When Bungie promoted the current Iron Banner event, it told players that their weapon and armor stats mattered. Some players expected that there would be a direct translation from single player stats to the crucible multiplayer mode. As many found out, that’s not exactly how it worked out.

In the Destiny weekly update, Bungie senior designer Derek Carroll explains how Iron Banner takes your gear into account. Instead of being a direct translation of the stats you see on the inventory screen, things are still tweaked to give lower level players (and even those that haven’t run the Vault of Glass) a fighting chance.

“Our solution to add power back into the mix and keep the Crucible from turning into a ghost town is to scale it down to a reasonable level, and clamp damage on the ‘overkill’ end,” writes Carroll. “A decked-out endgame Guardian can’t defeat a low-level guardian with one shot from an Auto-Rifle. In fact, ‘time-to-kill’ is the same when you’re using higher-level gear against lower-level gear. The opposite is not true, so an enemy with average weapons is going to have a harder time taking you out.”

In other words, low level players can still take out a raid-geared Guardian. Skill plays into Iron Banner more than originally advertised. Future Iron Banners may be handled differently, as Bungie says it is listening to feedback.

**GIVEN EXERCISE 1:** Return every line of the records that contains the string "shoreline".
The Iron Banner passage and the records have no connection to each other.

**PROVIDED MATERIAL:**
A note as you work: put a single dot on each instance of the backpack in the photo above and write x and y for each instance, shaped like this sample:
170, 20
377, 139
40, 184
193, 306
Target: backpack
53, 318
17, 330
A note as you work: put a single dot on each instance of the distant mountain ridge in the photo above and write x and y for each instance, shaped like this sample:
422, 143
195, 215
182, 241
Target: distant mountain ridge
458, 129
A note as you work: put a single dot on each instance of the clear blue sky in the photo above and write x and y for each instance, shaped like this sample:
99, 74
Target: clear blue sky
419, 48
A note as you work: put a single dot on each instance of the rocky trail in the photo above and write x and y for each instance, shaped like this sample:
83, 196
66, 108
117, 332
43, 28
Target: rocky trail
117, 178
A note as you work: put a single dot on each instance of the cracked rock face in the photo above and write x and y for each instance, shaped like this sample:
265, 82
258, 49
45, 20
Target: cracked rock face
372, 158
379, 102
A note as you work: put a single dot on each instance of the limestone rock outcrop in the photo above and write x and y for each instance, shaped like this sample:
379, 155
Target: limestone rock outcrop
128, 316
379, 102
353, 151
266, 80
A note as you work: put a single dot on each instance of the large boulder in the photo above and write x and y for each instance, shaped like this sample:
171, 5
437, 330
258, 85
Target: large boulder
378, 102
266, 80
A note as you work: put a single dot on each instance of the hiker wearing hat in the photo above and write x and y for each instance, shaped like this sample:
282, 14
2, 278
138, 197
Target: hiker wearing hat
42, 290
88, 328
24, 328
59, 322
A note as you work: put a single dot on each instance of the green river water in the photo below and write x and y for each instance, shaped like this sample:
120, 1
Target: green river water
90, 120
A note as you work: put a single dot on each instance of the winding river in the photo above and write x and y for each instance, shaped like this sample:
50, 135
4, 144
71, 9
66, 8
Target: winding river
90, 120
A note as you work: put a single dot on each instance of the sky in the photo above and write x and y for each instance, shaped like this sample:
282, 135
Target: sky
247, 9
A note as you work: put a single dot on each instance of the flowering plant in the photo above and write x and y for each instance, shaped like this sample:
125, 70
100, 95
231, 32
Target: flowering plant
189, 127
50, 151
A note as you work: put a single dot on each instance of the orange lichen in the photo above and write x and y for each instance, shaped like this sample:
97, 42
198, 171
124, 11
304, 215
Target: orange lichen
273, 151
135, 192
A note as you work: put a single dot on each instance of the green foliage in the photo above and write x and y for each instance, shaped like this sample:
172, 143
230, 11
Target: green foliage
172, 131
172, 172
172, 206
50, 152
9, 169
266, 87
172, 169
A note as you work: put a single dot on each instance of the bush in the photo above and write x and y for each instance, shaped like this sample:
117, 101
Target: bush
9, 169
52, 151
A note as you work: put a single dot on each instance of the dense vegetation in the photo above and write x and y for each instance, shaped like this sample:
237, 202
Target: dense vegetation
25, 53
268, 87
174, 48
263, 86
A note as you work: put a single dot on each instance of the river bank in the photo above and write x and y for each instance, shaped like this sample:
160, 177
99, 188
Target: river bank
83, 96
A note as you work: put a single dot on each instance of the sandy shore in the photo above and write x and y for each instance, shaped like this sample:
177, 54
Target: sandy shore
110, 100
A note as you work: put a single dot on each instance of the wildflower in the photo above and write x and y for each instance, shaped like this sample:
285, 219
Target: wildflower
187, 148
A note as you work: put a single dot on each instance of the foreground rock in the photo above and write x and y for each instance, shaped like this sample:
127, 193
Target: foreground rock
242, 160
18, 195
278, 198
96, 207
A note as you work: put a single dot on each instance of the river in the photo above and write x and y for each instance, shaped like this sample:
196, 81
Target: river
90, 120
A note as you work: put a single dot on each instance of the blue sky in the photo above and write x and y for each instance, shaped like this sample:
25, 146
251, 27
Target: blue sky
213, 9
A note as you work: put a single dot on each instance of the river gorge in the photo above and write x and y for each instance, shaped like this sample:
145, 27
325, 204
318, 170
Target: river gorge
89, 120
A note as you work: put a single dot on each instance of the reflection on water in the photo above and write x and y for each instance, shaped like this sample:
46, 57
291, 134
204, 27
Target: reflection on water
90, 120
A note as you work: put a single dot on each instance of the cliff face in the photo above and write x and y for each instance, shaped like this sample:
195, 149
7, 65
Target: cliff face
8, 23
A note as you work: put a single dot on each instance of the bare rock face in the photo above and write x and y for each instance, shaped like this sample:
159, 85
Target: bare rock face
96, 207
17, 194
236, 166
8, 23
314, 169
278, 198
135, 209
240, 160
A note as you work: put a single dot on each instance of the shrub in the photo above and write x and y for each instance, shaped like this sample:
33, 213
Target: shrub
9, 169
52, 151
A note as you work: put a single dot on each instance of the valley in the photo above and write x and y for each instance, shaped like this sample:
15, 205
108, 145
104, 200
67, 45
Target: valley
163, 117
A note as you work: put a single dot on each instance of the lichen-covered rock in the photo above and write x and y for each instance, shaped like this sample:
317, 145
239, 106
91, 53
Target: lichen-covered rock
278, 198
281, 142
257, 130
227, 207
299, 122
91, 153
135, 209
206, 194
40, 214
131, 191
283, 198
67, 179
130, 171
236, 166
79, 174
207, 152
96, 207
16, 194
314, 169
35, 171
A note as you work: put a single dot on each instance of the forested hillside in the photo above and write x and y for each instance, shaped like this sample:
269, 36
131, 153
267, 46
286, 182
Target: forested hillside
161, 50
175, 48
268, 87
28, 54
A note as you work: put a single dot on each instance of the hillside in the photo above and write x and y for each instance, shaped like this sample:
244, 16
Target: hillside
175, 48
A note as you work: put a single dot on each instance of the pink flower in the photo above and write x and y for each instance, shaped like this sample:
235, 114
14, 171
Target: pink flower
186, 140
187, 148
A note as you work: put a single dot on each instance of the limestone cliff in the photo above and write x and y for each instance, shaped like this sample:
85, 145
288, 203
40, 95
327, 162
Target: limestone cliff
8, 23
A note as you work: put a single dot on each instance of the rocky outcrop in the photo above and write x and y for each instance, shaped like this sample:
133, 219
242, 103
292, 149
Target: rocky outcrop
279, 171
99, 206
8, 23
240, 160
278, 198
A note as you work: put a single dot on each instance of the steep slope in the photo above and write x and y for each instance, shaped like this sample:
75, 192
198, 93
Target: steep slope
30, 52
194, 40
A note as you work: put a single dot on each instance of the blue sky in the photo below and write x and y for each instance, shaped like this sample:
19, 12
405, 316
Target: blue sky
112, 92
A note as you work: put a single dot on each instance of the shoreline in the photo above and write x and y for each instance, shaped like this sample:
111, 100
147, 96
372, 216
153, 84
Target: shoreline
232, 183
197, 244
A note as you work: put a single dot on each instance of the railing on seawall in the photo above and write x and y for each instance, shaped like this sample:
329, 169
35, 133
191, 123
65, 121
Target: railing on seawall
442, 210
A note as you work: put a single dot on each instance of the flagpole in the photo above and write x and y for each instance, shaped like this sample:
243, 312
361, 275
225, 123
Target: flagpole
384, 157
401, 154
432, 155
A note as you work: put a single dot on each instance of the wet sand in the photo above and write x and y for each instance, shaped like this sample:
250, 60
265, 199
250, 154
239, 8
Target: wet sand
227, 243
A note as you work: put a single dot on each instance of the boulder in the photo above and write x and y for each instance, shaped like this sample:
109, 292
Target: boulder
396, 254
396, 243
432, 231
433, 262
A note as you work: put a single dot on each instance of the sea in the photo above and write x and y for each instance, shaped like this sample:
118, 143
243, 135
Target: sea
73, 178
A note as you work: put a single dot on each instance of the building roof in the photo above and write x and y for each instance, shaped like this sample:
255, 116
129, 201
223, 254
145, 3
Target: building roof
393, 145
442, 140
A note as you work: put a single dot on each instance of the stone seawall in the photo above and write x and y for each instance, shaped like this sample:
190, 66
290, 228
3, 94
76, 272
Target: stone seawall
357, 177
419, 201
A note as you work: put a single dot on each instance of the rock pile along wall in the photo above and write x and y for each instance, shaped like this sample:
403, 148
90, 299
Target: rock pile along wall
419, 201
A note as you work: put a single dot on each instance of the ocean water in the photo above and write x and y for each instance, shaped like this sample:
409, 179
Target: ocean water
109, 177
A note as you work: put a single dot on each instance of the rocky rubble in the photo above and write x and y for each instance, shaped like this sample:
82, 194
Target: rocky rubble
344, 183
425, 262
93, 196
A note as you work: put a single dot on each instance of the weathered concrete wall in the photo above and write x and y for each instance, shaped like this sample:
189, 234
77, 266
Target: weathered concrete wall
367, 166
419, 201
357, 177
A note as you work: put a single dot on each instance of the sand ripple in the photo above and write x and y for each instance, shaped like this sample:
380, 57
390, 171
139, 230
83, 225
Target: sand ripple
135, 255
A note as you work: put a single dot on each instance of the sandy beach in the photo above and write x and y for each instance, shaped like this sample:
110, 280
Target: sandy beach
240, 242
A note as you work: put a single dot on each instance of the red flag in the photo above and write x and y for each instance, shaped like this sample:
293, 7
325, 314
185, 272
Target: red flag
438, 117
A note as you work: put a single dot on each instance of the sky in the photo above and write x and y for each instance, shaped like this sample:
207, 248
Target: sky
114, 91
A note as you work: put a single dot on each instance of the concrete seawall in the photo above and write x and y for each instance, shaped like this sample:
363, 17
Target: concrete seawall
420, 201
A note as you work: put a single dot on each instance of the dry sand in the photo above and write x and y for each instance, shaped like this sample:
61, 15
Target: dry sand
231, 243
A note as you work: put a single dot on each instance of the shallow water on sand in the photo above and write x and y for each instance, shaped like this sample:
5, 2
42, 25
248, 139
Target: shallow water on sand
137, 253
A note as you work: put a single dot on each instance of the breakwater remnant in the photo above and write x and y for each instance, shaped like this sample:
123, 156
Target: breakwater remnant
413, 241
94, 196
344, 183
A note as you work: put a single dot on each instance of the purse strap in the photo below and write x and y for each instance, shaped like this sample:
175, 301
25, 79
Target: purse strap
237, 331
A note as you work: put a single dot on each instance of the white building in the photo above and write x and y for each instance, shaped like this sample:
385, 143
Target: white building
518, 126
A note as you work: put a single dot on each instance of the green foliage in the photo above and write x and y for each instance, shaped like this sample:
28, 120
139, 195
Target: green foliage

**GIVEN EXERCISE 2:** Continue the Iron Banner passage, picking up after its final sentence.

**TASK OUTPUT 1:**
A note as you work: put a single dot on each instance of the shoreline in the photo above and write x and y for each instance, shaped like this sample:
Target: shoreline

**TASK OUTPUT 2:**
For now, the biggest advantage is about seven levels. After that, the deficit flattens out. So, attacking a target twenty levels above you isn’t different than attacking one seven higher.

In addition to Iron Banner details, Bungie revealed that Destiny is still hosting 3.2 million players each day. Average playtime per player is three hours per day, and on average, players have logged in just under 21 times.

For more, check out out the full discussion with Carroll on the Bungie website

[Source: Bungie]

 

Our Take
While the explanation for Iron Banner makes sense, the build-up and promotion seems to have been a mistake. The caveats about some balancing being in place should have been offered up front. Doing so after the fact makes it seem like Bungie was caught fibbing.

If Bungie hopes to retain a user base for Destiny, open and honest communication is key. Players are smart and sensed things weren’t as advertised with Iron Banner very quickly.